Structured Data 2021 #2174

rviscomi · 2021-04-27T19:32:06Z

Part I Chapter 4: Structured Data

If you're interested in contributing to the Structured Data chapter of the 2021 Web Almanac, please reply to this issue and indicate which role or roles best fit your interest and availability: author, reviewer, analyst, and/or editor.

Content team

Lead	Authors	Reviewers	Analysts	Editors	Coordinator
@jonoalderson	@jonoalderson @cyberandy	@kevinmarks @vdwijngaert @jvandriel @philbarker	@GregBrimble	@jvandriel @JasmineDWillson	@rviscomi

Expand for more information about each role

The content team lead is the chapter owner and responsible for setting the scope of the chapter and managing contributors' day-to-day progress.
Authors are subject matter experts and lead the content direction for each chapter. Chapters typically have one or two authors. Authors are responsible for planning the outline of the chapter, analyzing stats and trends, and writing the annual report.
Reviewers are also subject matter experts and assist authors with technical reviews during the planning, analyzing, and writing phases.
Analysts are responsible for researching the stats and trends used throughout the Almanac. Analysts work closely with authors and reviewers during the planning phase to give direction on the types of stats that are possible from the dataset, and during the analyzing/writing phases to ensure that the stats are used correctly.
Editors are technical writers who have a penchant for both technical and non-technical content correctness. Editors have a mastery of the English language and work closely with authors to help wordsmith content and ensure that everything fits together as a cohesive unit.
The section coordinator is the overall owner for all chapters within a section like "User Experience" or "Page Content" and helps to keep each chapter on schedule.

Note: The time commitment for each role varies by the chapter's scope and complexity as well as the number of contributors.

For an overview of how the roles work together at each phase of the project, see the Chapter Lifecycle doc.

Milestone checklist

0. Form the content team

May 31: The content team has at least one author, reviewer, and analyst

1. Plan content

June 15 The content team has completed the chapter outline in the draft doc

2. Gather data

June 30: Analysts have added all necessary custom metrics and drafted a PR (example) to track query progress

July 1 - 31: HTTP Archive runs the July crawl

3. Validate results

September 30: Analysts have queried all metrics and saved the output to the results sheet

4. Draft content

October 31: The content team has written, reviewed, and edited the chapter in the doc

5. Publication

November 15: The completed chapter and all required metadata and figures are converted to markdown and submitted to GitHub

December 1: Target launch date 🚀

Chapter resources

Refer to these 2021 Structured Data resources throughout the content creation process:

📄 Google Docs for outlining and drafting content
🔍 SQL files for committing the queries used during analysis
📊 Google Sheets for saving the results of queries
📝 Markdown file for publishing content and managing public metadata

jonoalderson · 2021-04-27T19:43:11Z

As discussed in Slack, I'd be very keen to author this. I'd also be happy to take my hat out of the 'Author' ring (and to play Reviewer instead) for #2148 so as to be able to resource this effectively (which I've updated accordingly).

[Stored dataset items]
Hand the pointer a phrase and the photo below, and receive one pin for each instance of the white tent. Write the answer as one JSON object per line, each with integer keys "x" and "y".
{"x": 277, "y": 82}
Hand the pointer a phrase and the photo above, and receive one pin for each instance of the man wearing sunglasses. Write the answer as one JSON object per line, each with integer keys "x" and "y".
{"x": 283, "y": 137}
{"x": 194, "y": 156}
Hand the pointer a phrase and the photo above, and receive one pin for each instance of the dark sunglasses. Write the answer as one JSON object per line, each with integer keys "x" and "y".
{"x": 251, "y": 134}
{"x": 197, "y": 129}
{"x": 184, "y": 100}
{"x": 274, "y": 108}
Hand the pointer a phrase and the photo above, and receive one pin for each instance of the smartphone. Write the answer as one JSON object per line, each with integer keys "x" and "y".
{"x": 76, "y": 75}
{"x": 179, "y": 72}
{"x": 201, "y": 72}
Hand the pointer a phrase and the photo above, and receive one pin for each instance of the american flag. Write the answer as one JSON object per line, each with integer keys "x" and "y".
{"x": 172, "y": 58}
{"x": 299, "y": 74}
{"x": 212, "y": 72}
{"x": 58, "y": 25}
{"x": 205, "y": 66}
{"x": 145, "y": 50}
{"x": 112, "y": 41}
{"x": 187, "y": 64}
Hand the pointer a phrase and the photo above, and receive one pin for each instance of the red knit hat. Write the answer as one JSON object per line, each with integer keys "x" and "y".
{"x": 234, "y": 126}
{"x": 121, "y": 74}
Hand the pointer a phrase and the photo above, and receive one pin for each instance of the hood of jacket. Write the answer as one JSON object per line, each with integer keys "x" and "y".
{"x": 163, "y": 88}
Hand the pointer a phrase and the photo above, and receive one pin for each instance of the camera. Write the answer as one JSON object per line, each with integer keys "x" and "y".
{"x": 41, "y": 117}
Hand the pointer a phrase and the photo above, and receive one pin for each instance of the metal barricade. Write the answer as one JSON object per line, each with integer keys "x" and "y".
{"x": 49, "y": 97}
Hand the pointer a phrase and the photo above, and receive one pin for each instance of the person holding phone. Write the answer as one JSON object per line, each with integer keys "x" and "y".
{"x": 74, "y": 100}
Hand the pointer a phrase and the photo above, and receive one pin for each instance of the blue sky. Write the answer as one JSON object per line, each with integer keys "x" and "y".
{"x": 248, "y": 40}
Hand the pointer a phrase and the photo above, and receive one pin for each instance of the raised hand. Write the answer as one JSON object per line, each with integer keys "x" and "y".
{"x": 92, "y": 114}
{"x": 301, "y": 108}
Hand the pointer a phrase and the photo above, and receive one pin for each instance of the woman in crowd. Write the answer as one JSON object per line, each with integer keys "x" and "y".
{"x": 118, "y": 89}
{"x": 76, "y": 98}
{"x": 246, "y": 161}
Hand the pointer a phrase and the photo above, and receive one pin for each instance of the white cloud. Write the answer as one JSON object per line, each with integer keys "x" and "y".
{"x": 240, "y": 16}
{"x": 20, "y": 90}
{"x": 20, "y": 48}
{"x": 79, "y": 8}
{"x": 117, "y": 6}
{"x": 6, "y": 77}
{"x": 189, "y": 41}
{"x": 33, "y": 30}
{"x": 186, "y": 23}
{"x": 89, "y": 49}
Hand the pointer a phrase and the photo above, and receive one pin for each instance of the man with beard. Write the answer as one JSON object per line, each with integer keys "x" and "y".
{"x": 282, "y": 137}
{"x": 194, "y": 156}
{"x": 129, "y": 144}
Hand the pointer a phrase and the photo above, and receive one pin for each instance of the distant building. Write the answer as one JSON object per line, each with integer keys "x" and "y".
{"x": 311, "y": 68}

▶ _Goal 1_: Rewrite the paragraph in the Structured Data issue that begins "Analysts are responsible" as a short bulleted list that keeps its main facts.
▶ _Goal 2_: List every chapter resource named in the Structured Data issue, along with the use given for each.
▶ _Goal 3_: Please reproduce the text of the Structured Data issue between "Part I Chapter" and "contributors' day-to-day progress.", inclusive.

▶ _Final result 1_:
- Analysts research the stats and trends used throughout the Almanac.
- They work closely with authors and reviewers.
- During planning, they advise on which types of stats the dataset can provide.
- During the analyzing and writing phases, they make sure the stats are used correctly.

▶ _Final result 2_:
- Google Docs: for outlining and drafting content
- SQL files: for committing the queries used during analysis
- Google Sheets: for saving the results of queries
- Markdown file: for publishing content and managing public metadata

▶ _Final result 3_:
Part I Chapter 4: Structured Data

If you're interested in contributing to the Structured Data chapter of the 2021 Web Almanac, please reply to this issue and indicate which role or roles best fit your interest and availability: author, reviewer, analyst, and/or editor.

Content team

Lead	Authors	Reviewers	Analysts	Editors	Coordinator
@jonoalderson	@jonoalderson @cyberandy	@kevinmarks @vdwijngaert @jvandriel @philbarker	@GregBrimble	@jvandriel @JasmineDWillson	@rviscomi

Expand for more information about each role

The content team lead is the chapter owner and responsible for setting the scope of the chapter and managing contributors' day-to-day progress.